## QUOTED TEXT
Tuesday, August 9, 2011

Starting again

Months have past since my last post. Here's what happened:

For almost a year I was deeply invested in marketing activities for the books that I had published. I used an author services group to improve my outreach. This effort was costly in time, personal effort and money. The events in Santa Fe and Albuquerque seemed so promising. I embraced each opportunity with enthusiasm, but every event was a disappointment with minimal attendance. The few books I sold didn't begin to cover my expenses of driving to the venue and my meal. Undaunted, I decided to try another approach focussing on the parallels between my writing and current events in Arab countries. No one came for the conversation series. This was the final blow.

I became discouraged to the point that I decided not to write anymore. During these months of my absence, I put away all of my writing materials: books, research and magazines. I waited to see what, if anything would happen. Much to my surprise, people began complimenting me on my writing and asking about future books. I even sold a couple books. Then, someone familiar with my current writing project told me how anxious she was to get the book because she felt that it was needed. No one knows how much all of these reinforcing and supportive comments have meant to me. It was enough to prick my interest in writing again.

A couple days ago, I saw the completed book for my current project in my dreams. It came to me without any other dream storyline---just the sight of the completed book.

It's time to start again with new insights and new energy for research. Perhpas I'll post a story from my project in this blog to learn your reaction.

Stay tuned.

Tuesday, April 5, 2011

It's spring! One way to tell that spring about to arrive is the sight of hot air balloons in the distance as I walk our dogs in the morning. The bulbs have made it through another winter season. At the sight of flowering shrubs and trees, I feel the sides of my mouth curve upward.

This season holds a promise of new beginnings and I feel myself stretching in new directions. I've just finished reading The Meaning of Mary Magdalene by Cynthia Bourgeault. Her work prompts a lot of questions and the main one is, What if the early church authorities got it wrong? What if there's a different way of understanding the lives of Mary and Jesus? Bourgeault supports her ideas with research and biblical quotations. There were so many Mary's that some of them may have been the same person. Why is Mary Magdalene is such a confusing person in the way she is protrayed in the Gospels? Maybe the writers didn't want her to have the close relationship with Jesus and maybe they wanted to mute her leadership role with the apostles.

New beginnings. It will take me some time to figure out how this book will affect my life and my belief system. At the moment, I just want to cheer for Mary Magdalene and enjoy spring.

Wednesday, March 16, 2011

Amazing Connection

Hello again. Spring is just beginning with crocuses in full bloom near the pond. Buds on the trees are getting fuller and in several more weeks there will be blossoms like those in this photo of our flowering crabapple tree a year or so ago.

## DATASET ENTRIES
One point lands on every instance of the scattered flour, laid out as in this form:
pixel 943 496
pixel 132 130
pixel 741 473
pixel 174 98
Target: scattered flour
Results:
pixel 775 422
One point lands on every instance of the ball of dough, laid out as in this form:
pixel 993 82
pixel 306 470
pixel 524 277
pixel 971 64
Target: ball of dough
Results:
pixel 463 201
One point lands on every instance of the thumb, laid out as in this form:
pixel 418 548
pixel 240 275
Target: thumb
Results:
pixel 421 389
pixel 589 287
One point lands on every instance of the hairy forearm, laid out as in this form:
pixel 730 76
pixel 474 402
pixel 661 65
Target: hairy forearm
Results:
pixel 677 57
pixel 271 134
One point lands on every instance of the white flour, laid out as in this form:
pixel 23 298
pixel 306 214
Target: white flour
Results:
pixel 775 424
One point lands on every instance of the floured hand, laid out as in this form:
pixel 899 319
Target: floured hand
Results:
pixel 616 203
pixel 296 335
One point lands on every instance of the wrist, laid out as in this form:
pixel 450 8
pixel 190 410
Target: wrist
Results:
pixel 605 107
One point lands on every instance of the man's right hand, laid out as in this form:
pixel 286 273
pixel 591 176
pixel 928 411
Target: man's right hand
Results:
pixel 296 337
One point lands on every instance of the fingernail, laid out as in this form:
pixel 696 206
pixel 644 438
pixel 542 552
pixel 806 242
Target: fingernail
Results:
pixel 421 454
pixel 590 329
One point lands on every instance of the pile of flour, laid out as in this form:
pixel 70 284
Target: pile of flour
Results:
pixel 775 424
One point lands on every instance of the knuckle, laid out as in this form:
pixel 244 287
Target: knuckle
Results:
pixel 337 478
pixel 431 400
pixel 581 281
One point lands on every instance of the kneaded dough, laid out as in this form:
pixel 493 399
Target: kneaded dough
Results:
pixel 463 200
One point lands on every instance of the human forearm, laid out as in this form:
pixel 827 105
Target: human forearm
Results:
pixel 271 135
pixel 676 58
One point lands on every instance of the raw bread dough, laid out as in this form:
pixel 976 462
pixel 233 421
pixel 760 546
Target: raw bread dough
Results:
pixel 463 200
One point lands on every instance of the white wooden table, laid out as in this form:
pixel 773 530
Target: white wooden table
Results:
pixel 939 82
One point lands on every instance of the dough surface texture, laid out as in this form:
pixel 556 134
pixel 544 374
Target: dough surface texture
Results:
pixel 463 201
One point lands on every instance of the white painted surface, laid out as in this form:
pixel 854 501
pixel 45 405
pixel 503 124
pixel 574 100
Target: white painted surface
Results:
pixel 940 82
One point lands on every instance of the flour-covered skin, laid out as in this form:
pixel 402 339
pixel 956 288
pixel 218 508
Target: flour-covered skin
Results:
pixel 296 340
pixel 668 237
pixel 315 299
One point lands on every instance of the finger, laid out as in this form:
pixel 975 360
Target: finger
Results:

## DIRECTION 1
According to the blog posts, what writing materials did the writer put away during the months of absence? List all of them.
## DIRECTION 2
In the blog posts, what did the writer see in a dream a couple of days before starting again?
## DIRECTION 3
Please continue the blog posts from where they stop.
The entries above play no part in any of this.

## EXERCISE RESULT 1
Books, research and magazines.

## EXERCISE RESULT 2
The completed book for the current writing project.

## EXERCISE RESULT 3
Have you ever had an amazing encounter with another person that blew your socks off? It happened to me last week when I was doing a series of author events in Albuquerque. At Bookworks, I was promoting my most recent book, UNPREDICTABLE CROSSING. As people gathered for the presentation a gentleman in the back of the seating area responded to a comment that I made about the independence movement in Mozambique. It turns out that his father, a white Portuguese, had been very active in trying to wrest control of the province away from Portugal. He'd been so active that he was forced to flee Mozambique with his family when the man speaking to me was 14 years old. I learned so much from him in our brief conversation, that I longed to know more.
What an amazing experience! I can hardly believe that someone who lived in Lourenzo Marques, now Maputo, turned up at one of my events. He gave me a much broader awareness of other people who were trying to make changes that I suddenly realized how limited my perspective was. For a moment, my reality and thinking was pulled back to Mozambique in a profound way.

The previous events and other plans in Albuquerque had been unfolding in ways that disheartened me so hearing this man talk buoyed me up for the rest of the week. It still lifts me up to another level as I prepare for an event next Sunday.

Just when you think you know how plans will proceed, life delivers a little jolt to make you pay attention. This one was pleasant and had a longer effect to make me think more deeply about what I say when I'm in front of people and to besure that I allow them to contribute to the discussion.

There have been many learned people who've written about awareness and the importance of now. Decades ago, Paul Tillich wrote The Eternal Now. More recently, Eckart Tolle has written The Power of Now. Other authors focus on the importance of 'being present' or maintaining 'awareness' as we live each day. This encounter made me realize that I had not been fully engaged in the moment. I am so grateful to this gentleman for many reasons and one of them is the reminder that I was not paying attention. How awful it would have been to miss his conversation. I hope that I stay aware of the eternal now as I live each day so that I don't miss any of the good parts.

Tuesday, February 15, 2011


Have you ever wondered about dance as more than entertainment? When I lived in Mozambique, we dated in groups. This means that several guys and some girls would come to my house and pick me up so that we could walk together to the home where the party was. There was music and dancing as well as homemade cake and lemonade or other punch to drink.

At some point during the dance, the group made space for two or three guys to dance in a different way to a particular kind of music. I used to tease the other girls about this dance asking them why they didn't get involved with it too. But these occasions were more serious. Everyone pay close attention to those who danced and when they finished, the party atmosphere returned.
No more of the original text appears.